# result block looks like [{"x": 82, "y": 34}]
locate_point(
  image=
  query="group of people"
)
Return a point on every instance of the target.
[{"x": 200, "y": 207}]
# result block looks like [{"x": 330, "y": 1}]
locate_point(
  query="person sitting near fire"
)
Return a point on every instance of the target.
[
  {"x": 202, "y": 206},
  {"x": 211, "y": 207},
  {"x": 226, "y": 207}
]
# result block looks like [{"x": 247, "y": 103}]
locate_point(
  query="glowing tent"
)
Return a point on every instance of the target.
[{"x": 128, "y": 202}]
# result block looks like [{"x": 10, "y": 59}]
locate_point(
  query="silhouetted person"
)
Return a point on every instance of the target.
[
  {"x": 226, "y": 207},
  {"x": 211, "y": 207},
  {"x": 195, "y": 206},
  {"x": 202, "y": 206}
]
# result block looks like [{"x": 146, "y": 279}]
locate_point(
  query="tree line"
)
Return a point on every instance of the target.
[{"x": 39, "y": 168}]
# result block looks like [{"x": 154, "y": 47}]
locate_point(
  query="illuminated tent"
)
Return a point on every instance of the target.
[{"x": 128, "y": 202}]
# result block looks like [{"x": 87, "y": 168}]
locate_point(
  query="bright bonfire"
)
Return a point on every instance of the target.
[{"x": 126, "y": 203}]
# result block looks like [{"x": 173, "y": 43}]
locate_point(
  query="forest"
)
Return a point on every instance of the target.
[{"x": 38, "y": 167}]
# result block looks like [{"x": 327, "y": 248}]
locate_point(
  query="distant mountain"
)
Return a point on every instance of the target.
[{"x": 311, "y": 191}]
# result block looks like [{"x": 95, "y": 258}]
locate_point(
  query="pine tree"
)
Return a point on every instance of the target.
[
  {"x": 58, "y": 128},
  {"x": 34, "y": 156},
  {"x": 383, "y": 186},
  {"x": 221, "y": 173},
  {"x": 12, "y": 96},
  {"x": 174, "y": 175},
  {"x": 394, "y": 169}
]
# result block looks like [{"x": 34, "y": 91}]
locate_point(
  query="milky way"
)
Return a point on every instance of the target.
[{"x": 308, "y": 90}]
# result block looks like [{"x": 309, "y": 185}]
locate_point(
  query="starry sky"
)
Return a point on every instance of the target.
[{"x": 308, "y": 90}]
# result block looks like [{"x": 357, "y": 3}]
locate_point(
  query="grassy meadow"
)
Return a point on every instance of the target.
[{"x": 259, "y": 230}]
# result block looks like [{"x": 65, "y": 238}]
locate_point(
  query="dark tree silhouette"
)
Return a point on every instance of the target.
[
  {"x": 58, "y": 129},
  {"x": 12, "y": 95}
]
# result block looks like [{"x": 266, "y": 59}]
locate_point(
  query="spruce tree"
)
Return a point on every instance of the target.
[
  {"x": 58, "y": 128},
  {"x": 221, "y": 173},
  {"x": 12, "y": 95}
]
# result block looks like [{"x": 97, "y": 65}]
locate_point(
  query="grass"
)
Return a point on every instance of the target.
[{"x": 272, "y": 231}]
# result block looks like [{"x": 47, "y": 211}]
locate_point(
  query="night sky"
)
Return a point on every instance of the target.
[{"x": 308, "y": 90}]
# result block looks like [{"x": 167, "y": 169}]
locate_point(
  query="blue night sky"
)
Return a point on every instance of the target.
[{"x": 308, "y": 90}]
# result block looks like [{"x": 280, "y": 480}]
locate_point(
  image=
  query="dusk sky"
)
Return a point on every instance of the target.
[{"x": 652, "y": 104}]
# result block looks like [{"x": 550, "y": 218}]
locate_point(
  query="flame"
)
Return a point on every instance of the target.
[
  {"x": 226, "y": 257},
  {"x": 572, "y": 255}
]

####################

_THE EXERCISE_:
Quote the material exactly, leaving nothing out.

_ANSWER TO THE TASK_:
# result block looks like [{"x": 82, "y": 34}]
locate_point(
  image=
  query="group of people"
)
Return a point on every instance of the target.
[{"x": 200, "y": 207}]
# result block looks like [{"x": 330, "y": 1}]
locate_point(
  query="person sitting near fire"
)
Return a point on every instance of the target.
[
  {"x": 202, "y": 206},
  {"x": 211, "y": 207},
  {"x": 226, "y": 207}
]
# result block looks like [{"x": 247, "y": 103}]
locate_point(
  query="glowing tent"
)
Return a point on every instance of the target.
[{"x": 128, "y": 202}]
# result block looks like [{"x": 10, "y": 59}]
locate_point(
  query="silhouetted person"
)
Return a point on every instance of the target.
[
  {"x": 226, "y": 207},
  {"x": 211, "y": 207},
  {"x": 195, "y": 206},
  {"x": 202, "y": 206}
]
# result block looks like [{"x": 146, "y": 279}]
locate_point(
  query="tree line"
)
Return a point on every instance of the target.
[{"x": 39, "y": 168}]
# result block looks like [{"x": 154, "y": 47}]
locate_point(
  query="illuminated tent"
)
Return a point on every instance of the target.
[{"x": 128, "y": 202}]
# result block looks like [{"x": 87, "y": 168}]
locate_point(
  query="bright bonfire"
)
Return a point on every instance of the target.
[{"x": 126, "y": 203}]
# result block looks like [{"x": 173, "y": 43}]
locate_point(
  query="forest"
)
Return a point on every instance of the target.
[{"x": 38, "y": 167}]
# result block looks like [{"x": 327, "y": 248}]
locate_point(
  query="distant mountain"
)
Return a point on every instance of the target.
[{"x": 311, "y": 191}]
# result block looks like [{"x": 95, "y": 258}]
locate_point(
  query="pine tree"
)
Return a point on every instance of the target.
[
  {"x": 58, "y": 128},
  {"x": 34, "y": 156},
  {"x": 383, "y": 186},
  {"x": 221, "y": 173},
  {"x": 12, "y": 96},
  {"x": 174, "y": 175},
  {"x": 394, "y": 169}
]
# result block looks like [{"x": 34, "y": 91}]
locate_point(
  query="milky way"
)
Return a point on every instance of the target.
[{"x": 308, "y": 90}]
# result block looks like [{"x": 309, "y": 185}]
locate_point(
  query="starry sky"
)
Return a point on every instance of the target.
[{"x": 308, "y": 90}]
# result block looks like [{"x": 357, "y": 3}]
locate_point(
  query="grassy meadow"
)
Return a point on every instance of the target.
[{"x": 259, "y": 230}]
# result block looks like [{"x": 65, "y": 238}]
locate_point(
  query="dark tree silhouette"
)
Return a point on every instance of the target.
[
  {"x": 58, "y": 129},
  {"x": 12, "y": 95}
]
# result block looks like [{"x": 266, "y": 59}]
locate_point(
  query="spruce tree"
)
Return a point on every instance of the target.
[
  {"x": 58, "y": 128},
  {"x": 221, "y": 173},
  {"x": 12, "y": 95}
]
# result block looks like [{"x": 97, "y": 65}]
locate_point(
  query="grass"
)
Return a point on every instance of the target.
[{"x": 272, "y": 231}]
# result block looks like [{"x": 47, "y": 211}]
locate_point(
  query="night sky"
)
Return a point on every instance of the target.
[{"x": 308, "y": 90}]
# result block looks like [{"x": 167, "y": 169}]
locate_point(
  query="blue night sky"
)
Return a point on every instance of the target.
[{"x": 308, "y": 90}]
# result block looks like [{"x": 280, "y": 480}]
locate_point(
  image=
  query="dusk sky"
)
Return a point on every instance of the target.
[{"x": 652, "y": 104}]
# result block looks like [{"x": 550, "y": 218}]
locate_point(
  query="flame"
)
Return a point on every instance of the target.
[
  {"x": 226, "y": 257},
  {"x": 572, "y": 255}
]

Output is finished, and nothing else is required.